**TASK LIST:**
1. Reproduce a passage from the article on Casa Colina's lawsuit: start at the words "The suit, which" and end after the words "correct care setting.".
2. Use the article on Casa Colina's lawsuit to answer these questions:
(a) In which court was the suit filed?
(b) How often do hospitals prevail when they appeal denials, according to American Hospital Association data?
(c) Within how many days does the suit demand that HHS resolve disputes over Medicare claims?

==== READING PASSAGE

Casa Colina Sues Feds Over Payments
The Casa Colina rehabilitation hospital has sued the U.S. Department of Health and Human Services (HHS) in federal court, claiming the agency’s scrutiny of Medicare claims is overkill and preventing the Pomona-based facility from realizing important Medicare revenue.
The suit, which was filed in U.S. District Court in Los Angeles, is demanding that the HHS resolve disputes over Medicare claims within the statutorily-mandated 90 days.
The Centers for Medicare & Medicaid Services (CMS) has retained contractors that audit claims submitted by hospitals, and may reject payments if they deem the services are not medically necessary or delivered in the correct care setting.
Hospitals may appeal those denials in a five-step process that includes a hearing in front of an administrative law judge. They prevail about three-quarters of the time, according to data compiled by the American Hospital Association. But so many claims have been appealed in recent years that the court backlog is two years or more, according to Casa Colina officials and other industry observers.

========
==== DATA TO EXAMINE

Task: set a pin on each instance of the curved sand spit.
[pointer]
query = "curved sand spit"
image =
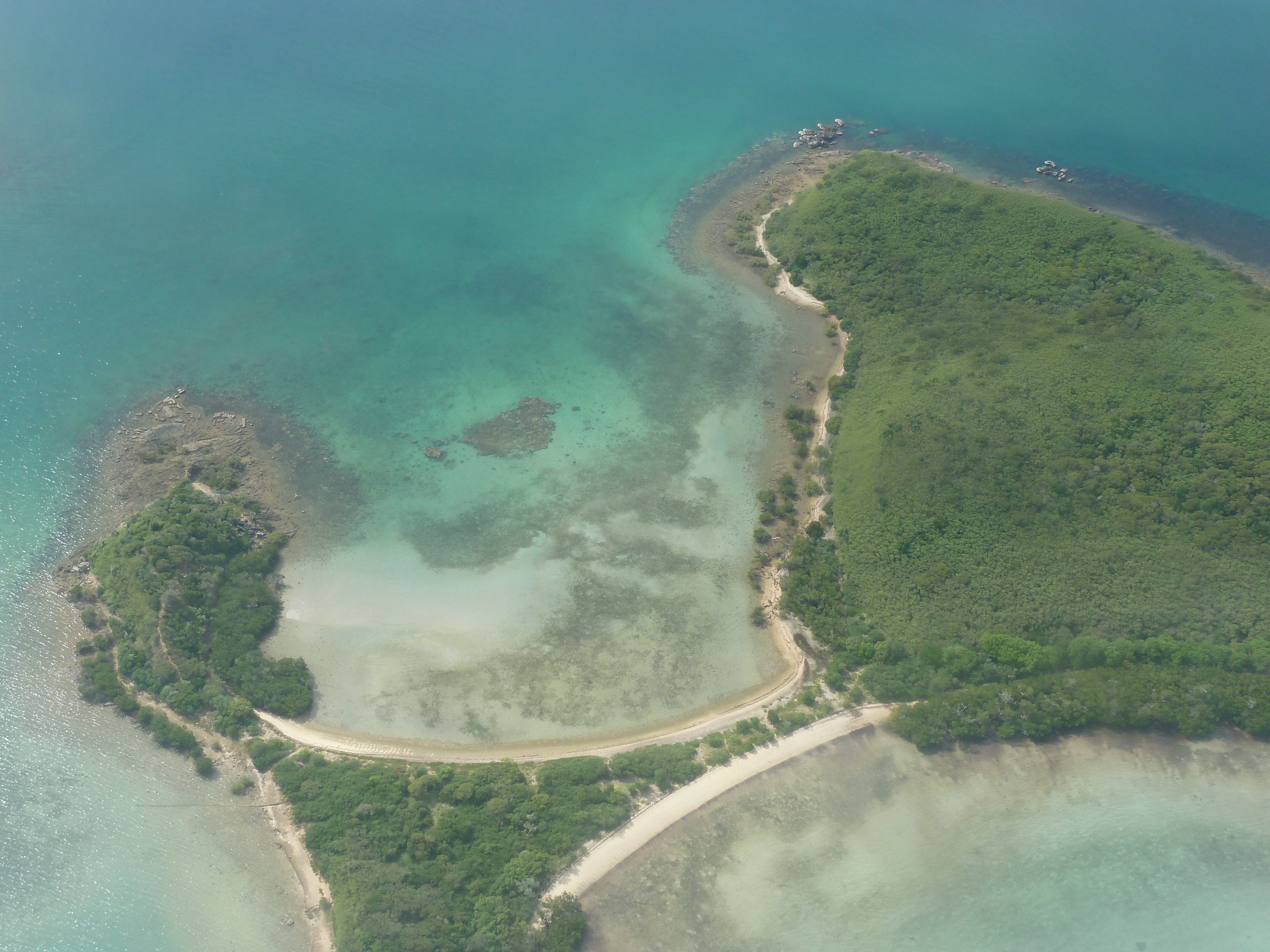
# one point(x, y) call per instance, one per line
point(358, 744)
point(662, 814)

========

**TASK-BY-TASK RESULTS:**
1.
The suit, which was filed in U.S. District Court in Los Angeles, is demanding that the HHS resolve disputes over Medicare claims within the statutorily-mandated 90 days.
The Centers for Medicare & Medicaid Services (CMS) has retained contractors that audit claims submitted by hospitals, and may reject payments if they deem the services are not medically necessary or delivered in the correct care setting.

2.
(a) U.S. District Court in Los Angeles
(b) About three-quarters of the time
(c) 90 days